____ TEXT

Studio album by Autopsy
- Released: April 21, 2014
- Recorded: April and September, 2013
- Studio: Fantasy Studios, California
- Genre: Death metal; death-doom;
- Length: 49:00
- Label: Peaceville Records
- Producer: Autopsy, Adam Munoz

Autopsy chronology
| The Headless Ritual (2013) | Tourniquets, Hacksaws and Graves (2014) | Skull Grinder (2015) |

= Tourniquets, Hacksaws and Graves =

Tourniquets, Hacksaws and Graves is the seventh studio album by American death metal band Autopsy. It was released in April 2014. As with all Autopsy albums, it was released through Peaceville Records, and as with all albums since the band's 2009 reunion, it is produced by Adam Munoz alongside the band. It is the last album to feature bassist Joe Trevisano.

________
____ GIVEN RECORDS

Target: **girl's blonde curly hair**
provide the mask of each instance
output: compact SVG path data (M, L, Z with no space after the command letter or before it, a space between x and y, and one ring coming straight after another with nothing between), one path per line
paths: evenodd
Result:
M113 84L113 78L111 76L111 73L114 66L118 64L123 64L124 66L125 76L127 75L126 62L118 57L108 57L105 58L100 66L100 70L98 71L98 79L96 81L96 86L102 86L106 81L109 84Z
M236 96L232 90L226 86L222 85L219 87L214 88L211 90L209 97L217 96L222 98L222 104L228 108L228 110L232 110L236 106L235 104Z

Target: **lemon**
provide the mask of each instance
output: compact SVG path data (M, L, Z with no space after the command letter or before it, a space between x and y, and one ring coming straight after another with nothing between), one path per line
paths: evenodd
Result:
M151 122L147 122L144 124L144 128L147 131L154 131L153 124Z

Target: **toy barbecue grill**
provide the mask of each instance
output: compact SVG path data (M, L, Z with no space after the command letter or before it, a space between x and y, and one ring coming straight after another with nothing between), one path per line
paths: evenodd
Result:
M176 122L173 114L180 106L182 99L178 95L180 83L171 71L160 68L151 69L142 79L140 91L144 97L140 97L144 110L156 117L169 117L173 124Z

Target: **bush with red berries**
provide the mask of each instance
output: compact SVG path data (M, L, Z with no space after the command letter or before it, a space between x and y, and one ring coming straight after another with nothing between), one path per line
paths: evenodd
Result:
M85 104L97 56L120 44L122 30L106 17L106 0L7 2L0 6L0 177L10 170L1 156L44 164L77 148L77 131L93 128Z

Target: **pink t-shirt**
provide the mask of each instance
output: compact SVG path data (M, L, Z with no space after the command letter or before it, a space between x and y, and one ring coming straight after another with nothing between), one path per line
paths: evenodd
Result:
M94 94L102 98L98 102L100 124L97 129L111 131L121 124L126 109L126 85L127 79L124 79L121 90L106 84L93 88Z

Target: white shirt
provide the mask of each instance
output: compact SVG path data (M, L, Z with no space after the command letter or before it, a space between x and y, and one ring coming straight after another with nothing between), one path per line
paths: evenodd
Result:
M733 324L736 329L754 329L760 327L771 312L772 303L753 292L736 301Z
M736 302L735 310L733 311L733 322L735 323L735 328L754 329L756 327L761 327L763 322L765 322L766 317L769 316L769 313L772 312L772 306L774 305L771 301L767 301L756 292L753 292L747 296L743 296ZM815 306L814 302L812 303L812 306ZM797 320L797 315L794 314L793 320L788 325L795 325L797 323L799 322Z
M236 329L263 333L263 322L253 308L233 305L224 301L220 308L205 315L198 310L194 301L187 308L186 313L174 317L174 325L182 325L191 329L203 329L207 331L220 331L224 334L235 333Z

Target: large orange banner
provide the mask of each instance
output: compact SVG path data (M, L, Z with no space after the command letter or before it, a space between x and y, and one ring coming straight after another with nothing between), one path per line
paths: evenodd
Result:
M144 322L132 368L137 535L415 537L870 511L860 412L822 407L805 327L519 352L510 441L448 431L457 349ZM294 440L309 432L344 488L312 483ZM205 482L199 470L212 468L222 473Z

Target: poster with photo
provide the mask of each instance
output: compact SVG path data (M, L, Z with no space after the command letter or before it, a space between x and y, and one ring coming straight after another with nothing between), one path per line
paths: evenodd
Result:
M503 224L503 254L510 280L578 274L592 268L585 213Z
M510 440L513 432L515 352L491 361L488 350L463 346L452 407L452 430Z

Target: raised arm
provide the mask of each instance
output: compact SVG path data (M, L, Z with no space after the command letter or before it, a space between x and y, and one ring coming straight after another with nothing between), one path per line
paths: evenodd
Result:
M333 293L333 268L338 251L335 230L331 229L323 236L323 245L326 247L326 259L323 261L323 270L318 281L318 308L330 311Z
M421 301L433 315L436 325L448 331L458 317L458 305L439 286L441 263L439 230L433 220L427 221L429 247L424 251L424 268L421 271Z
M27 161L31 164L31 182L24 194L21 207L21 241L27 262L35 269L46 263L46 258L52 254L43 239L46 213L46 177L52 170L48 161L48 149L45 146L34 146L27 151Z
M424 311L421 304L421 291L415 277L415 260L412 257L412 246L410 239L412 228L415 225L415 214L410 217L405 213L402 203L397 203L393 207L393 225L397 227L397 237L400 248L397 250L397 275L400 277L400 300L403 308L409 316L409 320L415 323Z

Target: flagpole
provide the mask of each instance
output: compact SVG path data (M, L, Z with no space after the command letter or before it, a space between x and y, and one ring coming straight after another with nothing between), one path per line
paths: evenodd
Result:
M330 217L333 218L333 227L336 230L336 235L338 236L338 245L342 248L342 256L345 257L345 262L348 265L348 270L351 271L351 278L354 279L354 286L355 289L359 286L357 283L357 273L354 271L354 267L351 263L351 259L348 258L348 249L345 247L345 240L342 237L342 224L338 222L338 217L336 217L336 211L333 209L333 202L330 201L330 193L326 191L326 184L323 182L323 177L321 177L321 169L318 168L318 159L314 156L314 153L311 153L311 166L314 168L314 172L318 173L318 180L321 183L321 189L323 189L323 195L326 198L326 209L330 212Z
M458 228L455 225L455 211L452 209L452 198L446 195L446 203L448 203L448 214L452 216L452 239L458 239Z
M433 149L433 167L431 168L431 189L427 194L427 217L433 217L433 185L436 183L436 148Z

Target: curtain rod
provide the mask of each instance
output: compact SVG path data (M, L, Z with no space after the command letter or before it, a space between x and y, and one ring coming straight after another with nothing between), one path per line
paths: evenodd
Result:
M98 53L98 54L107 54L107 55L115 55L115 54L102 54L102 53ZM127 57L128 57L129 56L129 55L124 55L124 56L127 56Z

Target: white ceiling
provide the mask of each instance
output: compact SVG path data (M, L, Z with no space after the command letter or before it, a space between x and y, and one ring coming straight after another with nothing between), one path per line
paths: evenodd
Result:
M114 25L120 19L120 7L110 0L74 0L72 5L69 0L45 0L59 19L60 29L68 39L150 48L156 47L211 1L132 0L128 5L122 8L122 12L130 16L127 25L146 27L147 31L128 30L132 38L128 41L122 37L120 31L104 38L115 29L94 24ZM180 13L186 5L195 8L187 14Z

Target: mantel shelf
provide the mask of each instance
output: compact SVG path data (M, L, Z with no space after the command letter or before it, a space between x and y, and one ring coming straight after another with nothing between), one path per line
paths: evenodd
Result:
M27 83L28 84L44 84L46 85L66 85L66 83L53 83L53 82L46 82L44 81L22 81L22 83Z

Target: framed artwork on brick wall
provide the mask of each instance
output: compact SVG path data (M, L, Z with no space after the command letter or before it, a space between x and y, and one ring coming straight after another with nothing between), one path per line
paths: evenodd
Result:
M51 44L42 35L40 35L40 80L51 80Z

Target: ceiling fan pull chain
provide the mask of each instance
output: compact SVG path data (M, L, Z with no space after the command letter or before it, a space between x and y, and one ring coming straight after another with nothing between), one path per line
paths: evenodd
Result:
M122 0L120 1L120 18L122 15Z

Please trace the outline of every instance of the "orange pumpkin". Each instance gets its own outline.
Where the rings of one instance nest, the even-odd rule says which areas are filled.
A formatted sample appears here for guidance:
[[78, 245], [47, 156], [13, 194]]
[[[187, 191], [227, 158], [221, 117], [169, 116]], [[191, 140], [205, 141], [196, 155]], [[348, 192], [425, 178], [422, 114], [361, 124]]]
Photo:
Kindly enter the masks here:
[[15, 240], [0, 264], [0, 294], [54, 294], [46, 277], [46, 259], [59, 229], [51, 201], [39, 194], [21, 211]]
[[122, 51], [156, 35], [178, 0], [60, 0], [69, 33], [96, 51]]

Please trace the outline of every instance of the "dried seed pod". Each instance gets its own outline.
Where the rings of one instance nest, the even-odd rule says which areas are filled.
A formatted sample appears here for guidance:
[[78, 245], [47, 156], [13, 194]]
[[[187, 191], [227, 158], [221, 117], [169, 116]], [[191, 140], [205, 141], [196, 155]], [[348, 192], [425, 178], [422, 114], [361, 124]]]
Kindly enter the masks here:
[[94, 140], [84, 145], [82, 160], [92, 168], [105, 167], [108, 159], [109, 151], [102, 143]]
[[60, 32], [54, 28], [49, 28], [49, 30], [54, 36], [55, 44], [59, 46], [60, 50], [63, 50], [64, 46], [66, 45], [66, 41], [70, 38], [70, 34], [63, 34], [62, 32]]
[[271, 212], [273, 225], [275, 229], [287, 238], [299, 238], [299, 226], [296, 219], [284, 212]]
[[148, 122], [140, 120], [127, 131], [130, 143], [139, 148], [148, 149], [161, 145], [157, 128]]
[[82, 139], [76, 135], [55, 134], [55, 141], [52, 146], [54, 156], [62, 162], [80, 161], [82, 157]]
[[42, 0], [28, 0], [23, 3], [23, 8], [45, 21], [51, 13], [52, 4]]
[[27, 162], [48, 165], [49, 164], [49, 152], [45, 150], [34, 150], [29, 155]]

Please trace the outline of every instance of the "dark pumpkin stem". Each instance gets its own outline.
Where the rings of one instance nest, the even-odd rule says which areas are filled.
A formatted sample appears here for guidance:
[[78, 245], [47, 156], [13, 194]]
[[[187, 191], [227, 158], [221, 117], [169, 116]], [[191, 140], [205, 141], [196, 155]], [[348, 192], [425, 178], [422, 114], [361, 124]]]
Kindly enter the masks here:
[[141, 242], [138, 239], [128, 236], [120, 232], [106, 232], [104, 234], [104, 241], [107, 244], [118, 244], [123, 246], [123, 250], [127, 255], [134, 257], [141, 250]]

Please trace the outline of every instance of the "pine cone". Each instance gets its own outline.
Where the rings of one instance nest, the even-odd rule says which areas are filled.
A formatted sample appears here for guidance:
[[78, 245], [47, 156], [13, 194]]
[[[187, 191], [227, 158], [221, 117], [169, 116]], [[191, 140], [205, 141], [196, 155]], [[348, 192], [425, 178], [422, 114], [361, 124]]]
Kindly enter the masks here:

________

DIRECTION
From the text on the Autopsy album, set down word for word the passage running from "Tourniquets, Hacksaws and Graves is" up to and including "bassist Joe Trevisano.".

FINISHED EXERCISE
Tourniquets, Hacksaws and Graves is the seventh studio album by American death metal band Autopsy. It was released in April 2014. As with all Autopsy albums, it was released through Peaceville Records, and as with all albums since the band's 2009 reunion, it is produced by Adam Munoz alongside the band. It is the last album to feature bassist Joe Trevisano.